**What to produce**
The listing is to be returned word for word, without its images.

########################################

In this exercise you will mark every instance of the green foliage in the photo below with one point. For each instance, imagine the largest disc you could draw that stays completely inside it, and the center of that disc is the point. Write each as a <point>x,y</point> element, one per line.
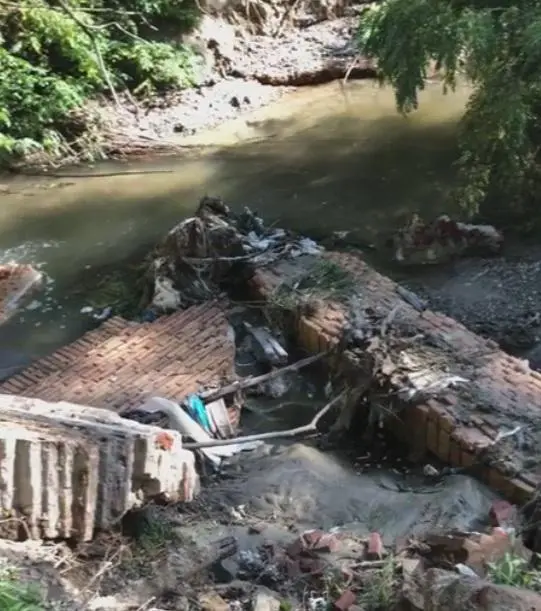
<point>145,67</point>
<point>16,596</point>
<point>497,47</point>
<point>50,62</point>
<point>513,570</point>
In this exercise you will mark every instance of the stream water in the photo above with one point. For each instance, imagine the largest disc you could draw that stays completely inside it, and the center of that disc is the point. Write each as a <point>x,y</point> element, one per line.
<point>323,159</point>
<point>319,161</point>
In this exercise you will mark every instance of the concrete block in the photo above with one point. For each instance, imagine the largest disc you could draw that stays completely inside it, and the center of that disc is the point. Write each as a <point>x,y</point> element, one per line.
<point>67,469</point>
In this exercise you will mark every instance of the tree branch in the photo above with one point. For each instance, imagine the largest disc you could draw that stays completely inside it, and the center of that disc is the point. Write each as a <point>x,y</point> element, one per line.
<point>88,31</point>
<point>212,395</point>
<point>311,427</point>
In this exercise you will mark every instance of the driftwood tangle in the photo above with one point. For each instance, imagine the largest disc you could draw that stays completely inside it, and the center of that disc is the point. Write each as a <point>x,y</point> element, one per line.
<point>410,368</point>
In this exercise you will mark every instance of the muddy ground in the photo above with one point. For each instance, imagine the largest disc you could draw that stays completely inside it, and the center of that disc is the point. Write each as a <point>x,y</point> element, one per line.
<point>265,500</point>
<point>497,297</point>
<point>246,63</point>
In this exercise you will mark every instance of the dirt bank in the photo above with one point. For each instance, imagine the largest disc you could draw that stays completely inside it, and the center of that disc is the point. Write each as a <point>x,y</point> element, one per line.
<point>496,297</point>
<point>246,63</point>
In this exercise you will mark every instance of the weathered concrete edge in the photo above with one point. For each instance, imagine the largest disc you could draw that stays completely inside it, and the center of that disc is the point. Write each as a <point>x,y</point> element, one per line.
<point>433,423</point>
<point>67,470</point>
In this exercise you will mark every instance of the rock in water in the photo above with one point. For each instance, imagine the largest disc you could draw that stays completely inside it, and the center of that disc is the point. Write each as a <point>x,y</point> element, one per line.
<point>17,280</point>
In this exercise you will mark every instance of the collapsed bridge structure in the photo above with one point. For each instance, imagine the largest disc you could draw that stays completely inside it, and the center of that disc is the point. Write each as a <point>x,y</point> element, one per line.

########################################

**Response to the exercise**
In this exercise you will mark every instance of the green foliage in the photo below with one point. For each instance, imagine the largest disc you could draw that stays completely inside it, and the center of that disc is the point. Write each as a <point>x,y</point> element, one per line.
<point>145,67</point>
<point>16,596</point>
<point>497,47</point>
<point>50,62</point>
<point>513,570</point>
In this exercise you will mark every instance of the stream water in the photo above with one point. For each instance, imagine the largest disc you could draw that stays completely inside it, and the center of that disc is the point. Write each as a <point>x,y</point> element, one per line.
<point>323,159</point>
<point>319,161</point>
In this exercise you will mark every instance of the concrete block in the photo above with one point. For each instance, imagine the largest disc you could draw that stays completely inside it, and the center of that disc is the point. Write each as a <point>x,y</point> element, one per line.
<point>67,469</point>
In this exercise you will mark every instance of the tree branch in the photo above with one point. For each instance, imagine the largest disc you could draw that stays completely inside it, and the center of that disc is the point. Write each as a <point>x,y</point> element, one per line.
<point>88,31</point>
<point>212,395</point>
<point>311,427</point>
In this exercise you will mark every instance of the driftwood tangle in the photo above with one point. For each instance, imagine the largest disc you could draw that stays completely inside it, and the center of that disc is the point. Write each as a <point>x,y</point> element, one per line.
<point>410,368</point>
In this exercise you will mark every instance of the muddy ground in the photo above with one point. For each instance, imagine the largest disc you could draw that stays completely inside it, and the center of that disc is the point. Write each as a <point>x,y</point> element, one per line.
<point>265,500</point>
<point>497,297</point>
<point>246,63</point>
In this exercise you will mark every instance of the dirt bank in the photo above with one point. For each instance, imagine the largest disc you could draw that stays completely inside it, and the center of that disc is the point. Write each as a <point>x,y</point> element, one per line.
<point>496,297</point>
<point>246,63</point>
In this exercise you will mark every instance of the weathered concrete edge in the photo above with one point. For each instance, imagine the largest disc you could draw that stays completely inside it, and the center of that disc is the point. Write each as a <point>x,y</point> element, one per line.
<point>433,423</point>
<point>67,470</point>
In this exercise you will mark every instance of the rock in water in the photo above with one point. For each instance, imagine the largest disc you could draw that stays completely inside it, and the center of that disc is the point. Write each as a <point>x,y</point> element, one per line.
<point>17,280</point>
In this exercise you will mark every instance of the collapsed bridge structure in the photo above with one point. For each instance, imagine the largest disc you could draw that stays completely inside it, and the center of that disc is the point. Write each as a <point>x,y</point> element, one per line.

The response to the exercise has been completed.